-- ENTRIES PROVIDED --
_____
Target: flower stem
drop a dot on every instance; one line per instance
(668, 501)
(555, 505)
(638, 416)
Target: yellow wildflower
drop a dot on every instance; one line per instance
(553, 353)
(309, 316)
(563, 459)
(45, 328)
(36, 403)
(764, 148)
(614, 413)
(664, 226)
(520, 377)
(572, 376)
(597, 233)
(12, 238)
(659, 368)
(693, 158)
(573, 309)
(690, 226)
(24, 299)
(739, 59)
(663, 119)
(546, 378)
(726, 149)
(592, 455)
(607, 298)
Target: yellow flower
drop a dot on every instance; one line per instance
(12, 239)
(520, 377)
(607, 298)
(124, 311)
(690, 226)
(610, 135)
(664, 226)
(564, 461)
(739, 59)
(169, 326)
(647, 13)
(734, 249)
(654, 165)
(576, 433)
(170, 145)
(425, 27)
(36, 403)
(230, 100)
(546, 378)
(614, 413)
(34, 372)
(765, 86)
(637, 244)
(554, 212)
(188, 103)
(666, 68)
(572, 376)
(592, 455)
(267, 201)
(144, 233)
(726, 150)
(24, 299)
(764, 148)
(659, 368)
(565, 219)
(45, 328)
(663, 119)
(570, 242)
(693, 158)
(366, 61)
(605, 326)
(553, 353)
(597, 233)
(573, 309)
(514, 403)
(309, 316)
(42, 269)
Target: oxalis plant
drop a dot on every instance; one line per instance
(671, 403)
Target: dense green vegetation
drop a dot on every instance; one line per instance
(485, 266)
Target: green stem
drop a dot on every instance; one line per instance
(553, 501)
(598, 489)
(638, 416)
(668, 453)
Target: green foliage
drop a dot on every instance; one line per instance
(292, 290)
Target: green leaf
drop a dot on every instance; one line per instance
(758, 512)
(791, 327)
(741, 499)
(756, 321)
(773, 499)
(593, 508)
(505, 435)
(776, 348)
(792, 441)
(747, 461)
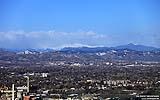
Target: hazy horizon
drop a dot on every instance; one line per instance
(60, 23)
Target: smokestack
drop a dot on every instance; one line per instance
(12, 91)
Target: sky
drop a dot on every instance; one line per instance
(73, 23)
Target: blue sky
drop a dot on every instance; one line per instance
(59, 23)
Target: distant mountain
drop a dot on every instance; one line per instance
(103, 49)
(85, 49)
(132, 46)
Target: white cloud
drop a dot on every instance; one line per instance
(50, 39)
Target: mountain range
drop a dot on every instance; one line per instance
(129, 46)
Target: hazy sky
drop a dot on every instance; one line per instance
(59, 23)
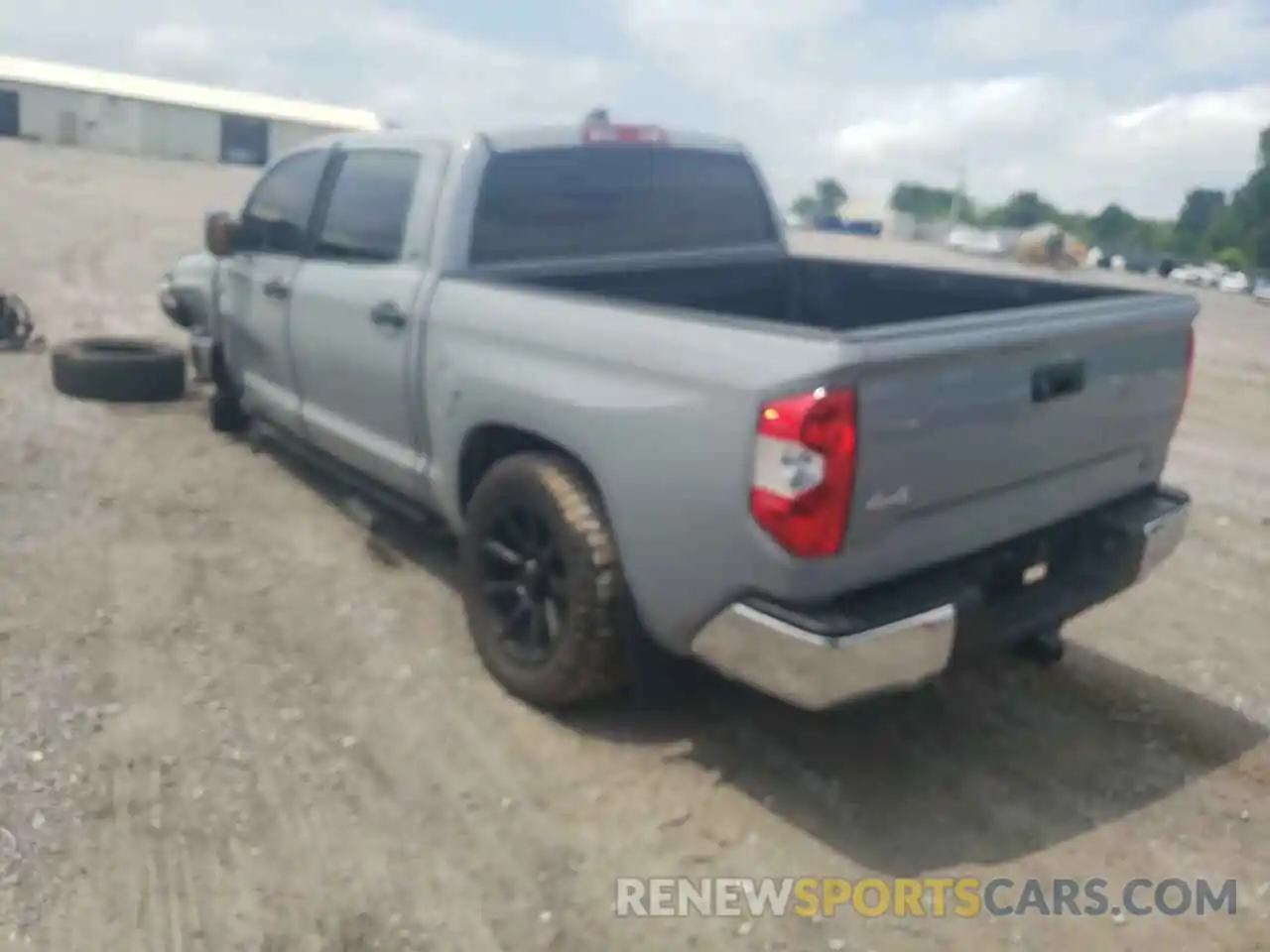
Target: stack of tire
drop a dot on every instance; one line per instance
(119, 370)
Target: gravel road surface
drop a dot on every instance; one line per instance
(227, 724)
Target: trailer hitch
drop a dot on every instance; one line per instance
(17, 326)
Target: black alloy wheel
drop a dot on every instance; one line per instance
(525, 581)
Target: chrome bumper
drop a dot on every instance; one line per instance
(1162, 535)
(816, 671)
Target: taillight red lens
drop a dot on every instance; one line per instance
(804, 471)
(602, 132)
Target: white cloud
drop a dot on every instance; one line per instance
(1084, 100)
(1025, 31)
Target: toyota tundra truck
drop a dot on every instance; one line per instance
(589, 350)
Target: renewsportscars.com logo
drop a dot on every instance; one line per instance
(962, 896)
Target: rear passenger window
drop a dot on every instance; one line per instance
(612, 199)
(365, 221)
(276, 217)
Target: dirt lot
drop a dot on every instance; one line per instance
(225, 725)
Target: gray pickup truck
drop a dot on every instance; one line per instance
(590, 353)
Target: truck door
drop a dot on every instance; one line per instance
(357, 322)
(259, 285)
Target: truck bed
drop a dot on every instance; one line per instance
(988, 407)
(816, 293)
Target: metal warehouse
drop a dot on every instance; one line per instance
(72, 105)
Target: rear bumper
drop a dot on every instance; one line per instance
(907, 631)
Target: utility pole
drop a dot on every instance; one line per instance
(959, 194)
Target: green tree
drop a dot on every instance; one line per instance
(1199, 213)
(804, 207)
(1114, 227)
(829, 195)
(1025, 209)
(1232, 258)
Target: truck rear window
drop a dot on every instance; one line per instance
(604, 199)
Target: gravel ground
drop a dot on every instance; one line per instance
(225, 724)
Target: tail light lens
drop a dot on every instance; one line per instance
(804, 471)
(606, 132)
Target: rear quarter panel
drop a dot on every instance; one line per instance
(659, 408)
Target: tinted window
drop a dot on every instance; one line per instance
(611, 199)
(368, 207)
(277, 214)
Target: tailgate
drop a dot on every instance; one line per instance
(980, 428)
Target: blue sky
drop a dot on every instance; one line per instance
(1086, 100)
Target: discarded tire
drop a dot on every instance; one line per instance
(119, 370)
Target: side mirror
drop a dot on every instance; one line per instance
(220, 234)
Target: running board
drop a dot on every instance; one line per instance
(367, 500)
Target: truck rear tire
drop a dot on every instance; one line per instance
(541, 583)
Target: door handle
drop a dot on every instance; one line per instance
(1057, 381)
(386, 313)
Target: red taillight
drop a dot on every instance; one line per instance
(606, 132)
(804, 470)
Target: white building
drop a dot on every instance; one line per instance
(71, 105)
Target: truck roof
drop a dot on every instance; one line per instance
(512, 140)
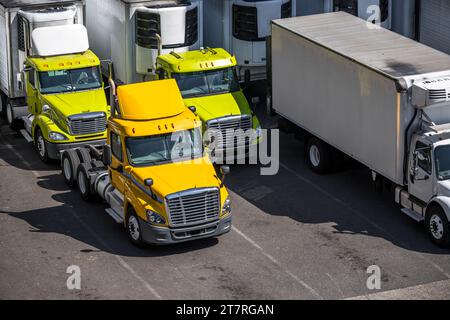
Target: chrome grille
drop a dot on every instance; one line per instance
(233, 131)
(87, 123)
(193, 206)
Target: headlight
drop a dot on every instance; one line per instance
(56, 136)
(226, 209)
(155, 218)
(258, 131)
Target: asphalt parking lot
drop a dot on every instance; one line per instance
(296, 235)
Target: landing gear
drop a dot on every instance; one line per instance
_____
Exactly as written, please reproduce the lines from the first line of the data to the line containing "Target: green leaf", inclusive, and nothing else.

-- ANSWER BOX --
Target: flower stem
drop a dot on every instance; one line per instance
(668, 501)
(555, 505)
(638, 416)
Target: yellow wildflower
drop a dot on every instance; one line per instance
(553, 353)
(309, 316)
(563, 459)
(45, 328)
(36, 403)
(764, 148)
(614, 413)
(664, 226)
(520, 377)
(572, 376)
(597, 233)
(12, 238)
(659, 368)
(693, 158)
(573, 309)
(690, 226)
(24, 299)
(739, 59)
(663, 119)
(546, 378)
(726, 149)
(592, 455)
(607, 298)
Target: yellow flower
drop a dot on every instance; one line per instance
(12, 239)
(520, 377)
(607, 298)
(124, 311)
(690, 226)
(610, 135)
(664, 226)
(564, 461)
(739, 59)
(169, 326)
(647, 13)
(734, 249)
(654, 165)
(576, 433)
(170, 145)
(425, 27)
(36, 403)
(230, 100)
(546, 378)
(614, 413)
(34, 372)
(765, 86)
(637, 244)
(554, 212)
(188, 103)
(666, 68)
(572, 376)
(592, 455)
(267, 201)
(144, 233)
(726, 150)
(24, 299)
(764, 148)
(659, 368)
(565, 219)
(45, 328)
(663, 119)
(570, 242)
(693, 158)
(366, 61)
(605, 326)
(553, 353)
(597, 233)
(573, 309)
(514, 403)
(309, 316)
(42, 269)
Target: oxalis plant
drop a dot on every instance; one line per instance
(671, 403)
Target: dense green vegetation
drop a dot on every instance; one line per instance
(485, 266)
Target: green stem
drop a dot on every instance; one line per instance
(553, 501)
(598, 489)
(638, 416)
(668, 453)
Target: green foliage
drop a dot on every instance; one line per instance
(292, 290)
Target: green leaf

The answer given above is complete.